=== Source passage ===
= Antipyrine and benzocaine ear drops =

Medication for the treatment of ear pain caused by otitis media

Antipyrine and benzocaine ear drops is a medication for the treatment of ear pain caused by otitis media. It combines antipyrine, an NSAID, and benzocaine, a local anaesthetic in order to treat ear pain, alongside hydroxyquinoline sulfate, an antiseptic and preservative. Its trade names include Auralgan, Aurodex, Auroto, among others, and is abbreviated as A/B otic drops.

== Medical uses ==
A/B otic drops is indicated for ear pain caused by otitis media. It is used every 2–3 hours as needed for pain.

A/B otic drops is also indicated for the removal of excessive or impacted cerumen. To clear cerumen, it is used 3 times a day for 2–3 days.

== Ingredients ==

Each 1 ml of A/B otic drops contains:

- Antipyrine 54 mg
- Benzocaine 14 mg
- Glycerin and Hydroxyquinoline Sulfate USP

== Clinical pharmacology ==

A/B otic drops are effective because antipyrine reduces pain and inflammation and benzocaine numbs the ear.

=== Records supplied ===

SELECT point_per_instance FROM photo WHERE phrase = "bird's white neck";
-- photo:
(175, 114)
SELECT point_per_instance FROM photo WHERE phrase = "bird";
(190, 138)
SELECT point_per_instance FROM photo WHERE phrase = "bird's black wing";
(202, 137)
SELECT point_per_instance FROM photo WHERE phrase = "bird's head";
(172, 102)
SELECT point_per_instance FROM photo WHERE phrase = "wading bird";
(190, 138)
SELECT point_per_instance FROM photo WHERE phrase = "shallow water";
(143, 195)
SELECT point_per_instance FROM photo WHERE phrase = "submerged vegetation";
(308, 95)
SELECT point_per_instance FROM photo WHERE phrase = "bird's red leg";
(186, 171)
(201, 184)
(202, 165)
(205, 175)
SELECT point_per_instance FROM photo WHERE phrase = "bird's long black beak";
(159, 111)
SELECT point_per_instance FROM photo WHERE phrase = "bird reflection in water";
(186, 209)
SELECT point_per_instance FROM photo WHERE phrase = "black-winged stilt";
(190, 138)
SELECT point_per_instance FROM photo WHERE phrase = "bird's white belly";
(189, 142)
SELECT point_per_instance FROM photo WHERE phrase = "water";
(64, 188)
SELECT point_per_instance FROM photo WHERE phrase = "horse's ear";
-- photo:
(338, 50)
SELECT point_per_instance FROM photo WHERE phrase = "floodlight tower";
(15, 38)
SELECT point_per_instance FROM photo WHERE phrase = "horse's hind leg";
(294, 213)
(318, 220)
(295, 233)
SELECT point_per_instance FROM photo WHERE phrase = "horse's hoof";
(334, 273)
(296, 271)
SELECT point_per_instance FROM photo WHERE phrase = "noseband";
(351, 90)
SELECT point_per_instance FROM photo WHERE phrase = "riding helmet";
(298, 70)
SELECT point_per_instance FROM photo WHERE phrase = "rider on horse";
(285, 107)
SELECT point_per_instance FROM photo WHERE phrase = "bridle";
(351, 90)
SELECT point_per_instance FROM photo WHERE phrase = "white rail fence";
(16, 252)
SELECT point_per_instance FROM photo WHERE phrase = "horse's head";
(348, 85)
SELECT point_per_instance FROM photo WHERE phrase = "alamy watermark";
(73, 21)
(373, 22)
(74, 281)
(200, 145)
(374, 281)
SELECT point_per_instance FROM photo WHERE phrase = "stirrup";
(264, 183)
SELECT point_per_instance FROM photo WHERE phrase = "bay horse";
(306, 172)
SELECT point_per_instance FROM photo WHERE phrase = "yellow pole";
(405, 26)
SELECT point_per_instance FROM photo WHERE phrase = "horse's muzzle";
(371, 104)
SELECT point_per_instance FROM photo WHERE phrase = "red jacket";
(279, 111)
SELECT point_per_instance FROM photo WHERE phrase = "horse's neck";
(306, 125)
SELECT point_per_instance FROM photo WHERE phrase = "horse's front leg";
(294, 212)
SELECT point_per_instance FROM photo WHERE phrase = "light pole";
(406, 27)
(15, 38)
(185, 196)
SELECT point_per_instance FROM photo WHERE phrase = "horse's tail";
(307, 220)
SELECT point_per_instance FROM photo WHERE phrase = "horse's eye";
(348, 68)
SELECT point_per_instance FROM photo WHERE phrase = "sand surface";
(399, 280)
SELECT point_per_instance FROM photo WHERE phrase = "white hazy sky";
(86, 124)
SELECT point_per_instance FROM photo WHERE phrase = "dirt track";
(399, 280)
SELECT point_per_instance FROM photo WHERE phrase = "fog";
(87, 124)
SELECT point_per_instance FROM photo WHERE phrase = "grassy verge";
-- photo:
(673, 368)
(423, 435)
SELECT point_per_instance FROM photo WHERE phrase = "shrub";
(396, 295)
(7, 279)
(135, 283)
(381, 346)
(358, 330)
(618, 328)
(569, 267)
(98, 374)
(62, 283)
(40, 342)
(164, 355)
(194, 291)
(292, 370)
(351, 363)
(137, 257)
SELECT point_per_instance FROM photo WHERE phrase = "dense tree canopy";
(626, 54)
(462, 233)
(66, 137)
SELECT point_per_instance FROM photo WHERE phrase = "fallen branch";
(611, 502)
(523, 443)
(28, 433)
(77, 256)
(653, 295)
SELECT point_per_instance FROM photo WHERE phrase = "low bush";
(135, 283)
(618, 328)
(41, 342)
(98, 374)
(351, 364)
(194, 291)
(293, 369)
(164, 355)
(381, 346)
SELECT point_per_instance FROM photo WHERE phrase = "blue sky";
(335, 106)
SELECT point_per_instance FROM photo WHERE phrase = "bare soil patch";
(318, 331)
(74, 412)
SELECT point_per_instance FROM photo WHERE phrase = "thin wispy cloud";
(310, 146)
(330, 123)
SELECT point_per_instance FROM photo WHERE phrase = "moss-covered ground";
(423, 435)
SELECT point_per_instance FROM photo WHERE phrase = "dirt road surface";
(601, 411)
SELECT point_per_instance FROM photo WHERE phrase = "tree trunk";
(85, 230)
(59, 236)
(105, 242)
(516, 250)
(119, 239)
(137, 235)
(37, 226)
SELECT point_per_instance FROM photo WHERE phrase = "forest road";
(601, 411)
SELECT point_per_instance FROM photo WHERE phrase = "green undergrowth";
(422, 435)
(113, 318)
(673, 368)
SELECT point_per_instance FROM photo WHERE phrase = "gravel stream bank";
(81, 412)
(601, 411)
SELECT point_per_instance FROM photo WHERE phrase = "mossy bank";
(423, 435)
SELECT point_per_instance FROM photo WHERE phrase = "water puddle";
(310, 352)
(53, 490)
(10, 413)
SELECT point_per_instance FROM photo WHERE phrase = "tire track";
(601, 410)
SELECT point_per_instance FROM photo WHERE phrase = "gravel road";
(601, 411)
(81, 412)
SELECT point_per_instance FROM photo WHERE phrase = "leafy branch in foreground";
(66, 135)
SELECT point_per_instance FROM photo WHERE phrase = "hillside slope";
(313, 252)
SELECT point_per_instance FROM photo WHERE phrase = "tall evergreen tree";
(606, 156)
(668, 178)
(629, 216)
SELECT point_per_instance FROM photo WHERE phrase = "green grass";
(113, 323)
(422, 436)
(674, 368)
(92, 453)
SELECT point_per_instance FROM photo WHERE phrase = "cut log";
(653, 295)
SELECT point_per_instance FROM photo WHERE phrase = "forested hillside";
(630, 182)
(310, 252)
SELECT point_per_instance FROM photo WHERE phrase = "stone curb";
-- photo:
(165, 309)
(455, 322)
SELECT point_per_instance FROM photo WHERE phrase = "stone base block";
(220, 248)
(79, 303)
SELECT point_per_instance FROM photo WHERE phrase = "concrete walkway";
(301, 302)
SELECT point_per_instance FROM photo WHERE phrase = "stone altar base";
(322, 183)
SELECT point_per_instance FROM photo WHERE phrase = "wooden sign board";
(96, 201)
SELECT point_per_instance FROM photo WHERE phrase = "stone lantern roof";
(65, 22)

=== Your goal ===
Using the article on antipyrine and benzocaine ear drops, list each substance that its opening paragraph says the medication contains, along with the role the paragraph assigns to it.

=== Solution for this task ===
- Antipyrine: an NSAID
- Benzocaine: a local anesthetic
- Hydroxyquinoline sulfate: an antiseptic and preservative